** REQUIREMENT A **
Set out every line of the listing below as a numbered list, skipping blank lines and leaving out the pictures.

** READING PASSAGE **
%%

Suppose you are assessing books for use in an elementary school curriculum. You need to know things like whether or not the vocabulary is appropriate for a certain grade level, how long the sentences are, and some measure of the readability of the text.
A program has been started that does this sort of analysis (this is a modification of a file provided to us by the University of Toronto). Download analysis.py.txt The program gives the user two options: they can use the program to determine the vocabulary of the file (the list of distinct words, presented in alphabetical order) or to compute statistics such as average sentence length and readability.
All of the files listed below are in this single zip file.
Here are some text files:
text1
text2
text3
text4
And here is output for them. Note that two extra lines are printed,
to show you intermediate results of the program. Please do not print
those extra lines in your submissions.
First, here is the output for command 'stats':
text1
output
text2
output
text3
output
text4
output
Now, here is the output for command 'vocab':
text1
output
text2
output
text3
output
text4
output
One of the statistics that the program computes is the Automated Readability Index, or ARI, of the text. The ARI is an estimate of the minimum grade level needed to understand the text. For instance, an ARI value of 4.8 indicates that a student in late grade four should be able to comprehend the text. The ARI is defined as 4.71 x (number of characters / number of words) + 0.5 x (number of words / number of sentences) - 21.43.
You will notice that the program reads the entire text file into a
string, and then uses the function split
to break that string
up into a list of strings, each of which is intended to be a word.
The split
function uses white space (blanks, tabs and
newlines) to decide where the word boundaries are.
Of course, most punctuation is adjacent to a word, so using blanks
to decide on the word boundaries doesn't always do what you'd wish.
For example, in the sentence
"I am a Bear of Very Little Brain, and long words bother me."
the word list will include "Brain," and "me."
Function separate_punctuation
, which you will write,
goes through the word list and replaces strings like "Brain,"
with
two strings (in this case, "Brain" and ",").
This whole approach to dealing with punctuation is simple, but not
perfect. For example, some punctuation can come at the beginning of
a word (such as quotation marks) or between two words with
no whitespace to separate them (dashes often appear this way).
In these cases, the program will do imperfect things.
For example, in the sentence
"Some techniques use a key--a special value."
the program will treat "key--a" as a single word,
because there were no
blanks to separate the words.

%%

** GIVEN RECORDS **

%%

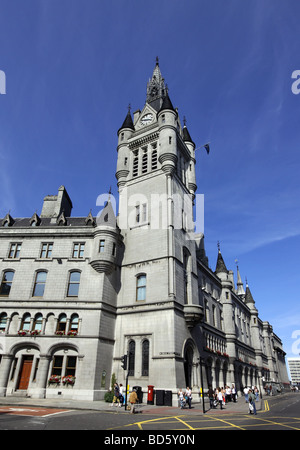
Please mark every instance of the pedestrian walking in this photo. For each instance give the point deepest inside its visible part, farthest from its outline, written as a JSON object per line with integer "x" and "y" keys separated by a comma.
{"x": 233, "y": 393}
{"x": 121, "y": 395}
{"x": 188, "y": 394}
{"x": 252, "y": 406}
{"x": 220, "y": 397}
{"x": 246, "y": 393}
{"x": 211, "y": 397}
{"x": 181, "y": 399}
{"x": 133, "y": 400}
{"x": 116, "y": 398}
{"x": 227, "y": 394}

%%

** REQUIREMENT B **
From the readability assignment, reproduce the passage between "You will notice" and "to be a word.", inclusive.

** CORRECT RESULT A **
1. Please mark every instance of the pedestrian walking in this photo. For each instance give the point deepest inside its visible part, farthest from its outline, written as a JSON object per line with integer "x" and "y" keys separated by a comma.
2. {"x": 233, "y": 393}
3. {"x": 121, "y": 395}
4. {"x": 188, "y": 394}
5. {"x": 252, "y": 406}
6. {"x": 220, "y": 397}
7. {"x": 246, "y": 393}
8. {"x": 211, "y": 397}
9. {"x": 181, "y": 399}
10. {"x": 133, "y": 400}
11. {"x": 116, "y": 398}
12. {"x": 227, "y": 394}

** CORRECT RESULT B **
You will notice that the program reads the entire text file into a
string, and then uses the function split
to break that string
up into a list of strings, each of which is intended to be a word.